*Document segment*
When it comes to estate planning, we talk quite a bit about what you should do. DO make sure that your estate plan is up to date for example, and DO discuss the different options with your estate planning attorney to be sure you have the right documents in place. Now, it’s time to talk about a few “donts” – mistakes you want to make sure to avoid at all costs. We’ve listed the top three here but as always, discussing your unique concerns with an estate planning attorney is always your best bet.
1.) Don’t overlook incapacity planning.
Estate planning isn’t just about taking care of your loved ones after you’re gone… it’s also about protecting you and yours in the event you’re no longer able to speak on your own behalf. Becoming incapacitated due to illness or injury is unfortunately more common than you might think and could quickly turn into a nightmare for your family without the proper planning.
Incapacity planning ensures that your wishes are enforced, even if you’re not able to express those wishes yourself. It documents what kind of medical care you want (or don’t want) to receive for example, and lays out how financial matters should be handled as well as who has the authority to make those decisions.
In short, it is the piece of your estate plan that takes care of you when you’re not physically or mentally able to take care of yourself.
2.) Don’t make uninformed assumptions.
Just about everyone knows what a Will is… but what about a Special Needs Trust? A Healthcare Directive? The fact is, there are a number of tools and devices that you can use in your estate plan… deciding which of these tools is best for you will depend upon your unique circumstances.
So, don’t just assume that you’re covered – discuss your goals with an experienced estate planning attorney to make sure your estate plan addresses all your concerns.
3.) Don’t rely on do-it-yourself estate planning downloads and worksheets.
It is technically possible to create legally-binding documents – including wills and trusts – with pre-made forms offered online for a fee. But just because they’re legally-binding doesn’t mean they’re a good idea.
Despite their popularity, do-it-yourself legal forms are not the end-all, beat-all that they claim to be. In fact, Consumer Reports Magazine put DIY estate planning websites under the microscope in 2012 and quickly advised readers to steer clear.
Just remember, your estate is unique as you are… why would you protect it with a one-size-fits-all estate plan?

*Data records*
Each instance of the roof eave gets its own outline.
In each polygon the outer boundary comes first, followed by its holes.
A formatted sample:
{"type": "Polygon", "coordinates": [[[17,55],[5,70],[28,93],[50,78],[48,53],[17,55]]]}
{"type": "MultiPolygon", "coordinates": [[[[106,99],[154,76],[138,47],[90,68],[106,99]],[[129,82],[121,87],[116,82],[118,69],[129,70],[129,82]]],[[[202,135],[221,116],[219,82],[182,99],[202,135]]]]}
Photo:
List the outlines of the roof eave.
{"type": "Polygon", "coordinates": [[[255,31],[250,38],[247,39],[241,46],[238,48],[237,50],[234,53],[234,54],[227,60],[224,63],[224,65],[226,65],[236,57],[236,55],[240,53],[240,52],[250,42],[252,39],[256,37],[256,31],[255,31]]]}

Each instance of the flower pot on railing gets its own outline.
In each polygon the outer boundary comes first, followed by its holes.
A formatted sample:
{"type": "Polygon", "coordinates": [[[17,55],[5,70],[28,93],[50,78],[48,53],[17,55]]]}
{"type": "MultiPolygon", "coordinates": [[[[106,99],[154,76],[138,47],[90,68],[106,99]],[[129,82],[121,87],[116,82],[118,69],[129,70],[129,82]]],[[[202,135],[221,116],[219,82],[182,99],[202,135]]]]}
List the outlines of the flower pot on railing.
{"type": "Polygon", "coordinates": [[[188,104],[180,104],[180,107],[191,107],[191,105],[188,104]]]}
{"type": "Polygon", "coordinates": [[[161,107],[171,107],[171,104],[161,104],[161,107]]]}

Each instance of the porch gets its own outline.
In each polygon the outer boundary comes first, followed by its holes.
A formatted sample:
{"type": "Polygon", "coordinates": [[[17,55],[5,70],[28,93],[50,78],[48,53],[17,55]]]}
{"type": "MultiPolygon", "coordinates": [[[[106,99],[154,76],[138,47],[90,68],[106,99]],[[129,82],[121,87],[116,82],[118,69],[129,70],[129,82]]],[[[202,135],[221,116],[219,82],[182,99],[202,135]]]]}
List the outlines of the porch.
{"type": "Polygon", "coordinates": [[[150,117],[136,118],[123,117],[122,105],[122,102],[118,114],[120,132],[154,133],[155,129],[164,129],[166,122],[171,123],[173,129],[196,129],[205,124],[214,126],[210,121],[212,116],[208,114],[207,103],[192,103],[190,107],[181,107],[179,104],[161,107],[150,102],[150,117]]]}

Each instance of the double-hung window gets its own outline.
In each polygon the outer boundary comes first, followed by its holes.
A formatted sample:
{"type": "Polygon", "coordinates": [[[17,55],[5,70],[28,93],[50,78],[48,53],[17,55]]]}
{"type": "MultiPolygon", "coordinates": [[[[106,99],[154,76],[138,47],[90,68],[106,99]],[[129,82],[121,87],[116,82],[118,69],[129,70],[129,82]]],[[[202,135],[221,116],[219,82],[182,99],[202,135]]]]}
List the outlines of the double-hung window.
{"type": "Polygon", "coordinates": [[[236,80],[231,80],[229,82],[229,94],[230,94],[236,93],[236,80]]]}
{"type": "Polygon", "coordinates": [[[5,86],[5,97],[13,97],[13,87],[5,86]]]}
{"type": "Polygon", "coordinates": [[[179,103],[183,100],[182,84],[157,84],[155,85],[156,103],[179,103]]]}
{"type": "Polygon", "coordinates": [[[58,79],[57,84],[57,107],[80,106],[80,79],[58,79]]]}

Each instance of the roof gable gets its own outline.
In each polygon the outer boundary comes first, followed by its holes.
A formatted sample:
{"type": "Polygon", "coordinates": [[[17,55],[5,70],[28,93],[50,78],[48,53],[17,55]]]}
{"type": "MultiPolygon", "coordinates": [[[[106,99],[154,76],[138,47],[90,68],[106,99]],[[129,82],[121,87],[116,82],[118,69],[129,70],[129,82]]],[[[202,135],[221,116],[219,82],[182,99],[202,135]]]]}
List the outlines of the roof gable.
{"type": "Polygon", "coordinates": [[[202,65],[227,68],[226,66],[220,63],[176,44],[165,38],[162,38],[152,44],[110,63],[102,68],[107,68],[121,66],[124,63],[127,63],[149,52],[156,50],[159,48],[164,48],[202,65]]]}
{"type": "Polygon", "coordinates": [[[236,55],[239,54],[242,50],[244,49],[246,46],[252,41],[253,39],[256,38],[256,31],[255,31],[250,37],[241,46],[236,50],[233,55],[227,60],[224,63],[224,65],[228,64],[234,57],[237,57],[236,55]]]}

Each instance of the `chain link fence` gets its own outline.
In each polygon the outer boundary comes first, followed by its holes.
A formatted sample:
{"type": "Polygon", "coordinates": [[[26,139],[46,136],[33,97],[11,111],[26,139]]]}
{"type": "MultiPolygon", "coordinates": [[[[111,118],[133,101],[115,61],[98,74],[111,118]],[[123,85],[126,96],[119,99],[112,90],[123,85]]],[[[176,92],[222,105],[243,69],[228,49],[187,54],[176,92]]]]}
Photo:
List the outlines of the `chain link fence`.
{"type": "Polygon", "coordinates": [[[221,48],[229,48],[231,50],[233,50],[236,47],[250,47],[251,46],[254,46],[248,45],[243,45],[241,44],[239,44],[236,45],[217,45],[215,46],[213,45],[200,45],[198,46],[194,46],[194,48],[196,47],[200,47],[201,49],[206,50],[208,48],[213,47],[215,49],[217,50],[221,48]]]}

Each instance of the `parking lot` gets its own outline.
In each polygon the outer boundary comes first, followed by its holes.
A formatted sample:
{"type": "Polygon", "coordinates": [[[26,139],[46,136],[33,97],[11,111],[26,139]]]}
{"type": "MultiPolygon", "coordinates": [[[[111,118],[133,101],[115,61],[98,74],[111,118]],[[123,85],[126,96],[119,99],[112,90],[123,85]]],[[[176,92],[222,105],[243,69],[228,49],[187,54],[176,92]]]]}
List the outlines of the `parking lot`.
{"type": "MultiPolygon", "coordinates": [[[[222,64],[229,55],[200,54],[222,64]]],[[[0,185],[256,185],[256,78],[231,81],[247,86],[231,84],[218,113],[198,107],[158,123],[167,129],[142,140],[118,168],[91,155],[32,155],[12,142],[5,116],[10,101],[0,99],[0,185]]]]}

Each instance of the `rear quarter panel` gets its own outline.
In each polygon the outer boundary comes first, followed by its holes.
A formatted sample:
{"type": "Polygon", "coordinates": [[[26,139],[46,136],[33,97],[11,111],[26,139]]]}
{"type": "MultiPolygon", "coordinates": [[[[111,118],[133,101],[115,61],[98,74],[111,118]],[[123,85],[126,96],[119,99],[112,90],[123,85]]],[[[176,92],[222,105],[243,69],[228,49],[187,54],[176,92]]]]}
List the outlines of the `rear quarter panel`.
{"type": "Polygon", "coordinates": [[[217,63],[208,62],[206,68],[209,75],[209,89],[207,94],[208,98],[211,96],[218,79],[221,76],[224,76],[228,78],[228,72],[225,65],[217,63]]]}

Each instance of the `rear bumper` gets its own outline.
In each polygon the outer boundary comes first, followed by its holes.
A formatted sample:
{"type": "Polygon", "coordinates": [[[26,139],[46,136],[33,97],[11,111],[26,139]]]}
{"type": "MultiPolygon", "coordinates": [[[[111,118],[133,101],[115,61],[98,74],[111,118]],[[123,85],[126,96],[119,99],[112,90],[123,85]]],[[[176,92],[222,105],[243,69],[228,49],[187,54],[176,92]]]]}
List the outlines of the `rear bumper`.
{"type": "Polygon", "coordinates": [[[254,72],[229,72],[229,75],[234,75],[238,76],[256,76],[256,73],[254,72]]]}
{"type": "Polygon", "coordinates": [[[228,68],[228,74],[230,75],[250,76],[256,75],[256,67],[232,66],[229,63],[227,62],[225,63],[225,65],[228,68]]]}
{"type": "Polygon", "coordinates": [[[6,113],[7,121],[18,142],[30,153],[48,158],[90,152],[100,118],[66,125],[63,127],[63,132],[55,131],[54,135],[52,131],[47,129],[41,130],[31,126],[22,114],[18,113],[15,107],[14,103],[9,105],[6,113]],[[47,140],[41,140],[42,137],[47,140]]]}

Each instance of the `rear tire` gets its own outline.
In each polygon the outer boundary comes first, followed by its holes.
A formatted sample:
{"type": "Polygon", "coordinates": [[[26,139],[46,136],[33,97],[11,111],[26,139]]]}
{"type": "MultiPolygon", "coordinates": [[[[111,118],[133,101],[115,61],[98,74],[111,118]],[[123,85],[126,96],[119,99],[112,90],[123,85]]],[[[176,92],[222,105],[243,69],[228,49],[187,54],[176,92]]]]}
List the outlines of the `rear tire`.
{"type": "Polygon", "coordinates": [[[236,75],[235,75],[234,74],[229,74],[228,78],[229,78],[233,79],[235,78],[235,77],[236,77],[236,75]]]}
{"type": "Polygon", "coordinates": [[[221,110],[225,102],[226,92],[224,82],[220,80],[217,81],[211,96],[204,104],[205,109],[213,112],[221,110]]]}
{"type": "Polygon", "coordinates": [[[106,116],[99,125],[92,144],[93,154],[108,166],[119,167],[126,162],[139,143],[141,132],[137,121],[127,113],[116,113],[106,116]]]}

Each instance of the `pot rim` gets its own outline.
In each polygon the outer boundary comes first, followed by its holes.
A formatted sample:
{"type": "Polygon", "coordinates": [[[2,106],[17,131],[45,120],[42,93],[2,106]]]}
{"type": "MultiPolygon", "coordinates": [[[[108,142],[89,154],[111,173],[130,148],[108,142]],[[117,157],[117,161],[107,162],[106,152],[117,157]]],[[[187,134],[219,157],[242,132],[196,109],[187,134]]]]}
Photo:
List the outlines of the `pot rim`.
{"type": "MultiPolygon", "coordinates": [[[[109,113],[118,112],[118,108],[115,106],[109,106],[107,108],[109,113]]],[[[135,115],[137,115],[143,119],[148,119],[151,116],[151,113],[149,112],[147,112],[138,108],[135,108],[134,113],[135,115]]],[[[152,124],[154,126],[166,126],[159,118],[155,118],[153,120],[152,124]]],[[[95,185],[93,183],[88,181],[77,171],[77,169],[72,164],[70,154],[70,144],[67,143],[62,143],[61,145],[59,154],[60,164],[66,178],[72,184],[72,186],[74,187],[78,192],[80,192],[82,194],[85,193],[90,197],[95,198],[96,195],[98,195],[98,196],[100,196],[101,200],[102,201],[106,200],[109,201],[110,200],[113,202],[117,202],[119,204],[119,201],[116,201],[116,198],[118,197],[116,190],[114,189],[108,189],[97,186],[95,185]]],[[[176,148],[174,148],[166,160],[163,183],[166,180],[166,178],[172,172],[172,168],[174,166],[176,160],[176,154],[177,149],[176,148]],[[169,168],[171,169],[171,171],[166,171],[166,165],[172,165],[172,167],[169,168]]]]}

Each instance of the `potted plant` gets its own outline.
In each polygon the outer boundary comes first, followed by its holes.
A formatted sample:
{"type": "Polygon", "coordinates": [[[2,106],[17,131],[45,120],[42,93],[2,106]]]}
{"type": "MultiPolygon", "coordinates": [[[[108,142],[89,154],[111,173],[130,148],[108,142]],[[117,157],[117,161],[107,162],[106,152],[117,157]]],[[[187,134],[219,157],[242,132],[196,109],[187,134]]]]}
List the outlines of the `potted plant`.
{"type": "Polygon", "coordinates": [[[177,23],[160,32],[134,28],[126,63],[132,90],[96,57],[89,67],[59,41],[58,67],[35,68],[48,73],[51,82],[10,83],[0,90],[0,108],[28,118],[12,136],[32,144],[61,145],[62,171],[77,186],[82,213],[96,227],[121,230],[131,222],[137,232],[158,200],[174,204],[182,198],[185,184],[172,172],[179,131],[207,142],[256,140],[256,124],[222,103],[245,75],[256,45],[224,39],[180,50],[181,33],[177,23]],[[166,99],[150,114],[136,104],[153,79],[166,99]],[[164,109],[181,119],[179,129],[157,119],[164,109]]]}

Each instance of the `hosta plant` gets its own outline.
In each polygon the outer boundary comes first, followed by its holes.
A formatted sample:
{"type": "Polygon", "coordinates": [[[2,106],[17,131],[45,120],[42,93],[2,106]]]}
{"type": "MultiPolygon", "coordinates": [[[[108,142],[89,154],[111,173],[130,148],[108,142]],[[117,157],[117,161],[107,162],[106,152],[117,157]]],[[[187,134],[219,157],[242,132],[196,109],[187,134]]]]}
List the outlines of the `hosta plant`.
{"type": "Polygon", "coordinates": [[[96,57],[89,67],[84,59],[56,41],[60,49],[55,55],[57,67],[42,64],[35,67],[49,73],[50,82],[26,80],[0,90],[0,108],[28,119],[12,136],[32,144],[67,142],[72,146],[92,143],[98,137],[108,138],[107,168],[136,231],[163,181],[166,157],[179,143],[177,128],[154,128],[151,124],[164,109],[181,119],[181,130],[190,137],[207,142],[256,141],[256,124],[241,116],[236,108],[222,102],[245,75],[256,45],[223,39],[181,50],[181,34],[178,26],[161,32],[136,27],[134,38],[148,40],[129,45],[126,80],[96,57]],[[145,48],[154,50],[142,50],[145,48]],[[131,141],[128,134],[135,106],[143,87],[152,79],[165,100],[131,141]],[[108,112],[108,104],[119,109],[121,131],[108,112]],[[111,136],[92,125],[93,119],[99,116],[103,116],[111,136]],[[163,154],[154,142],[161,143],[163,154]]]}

*Work instruction*
Answer these questions using the estate planning text above.
(a) What does incapacity planning document regarding medical care?
(b) Which two tools besides a Will does the text name?
(c) Which publication examined DIY estate planning websites, and in what year?

*Response to this task*
(a) It documents what kind of medical care you want (or don't want) to receive.
(b) A Special Needs Trust and a Healthcare Directive.
(c) Consumer Reports Magazine, in 2012.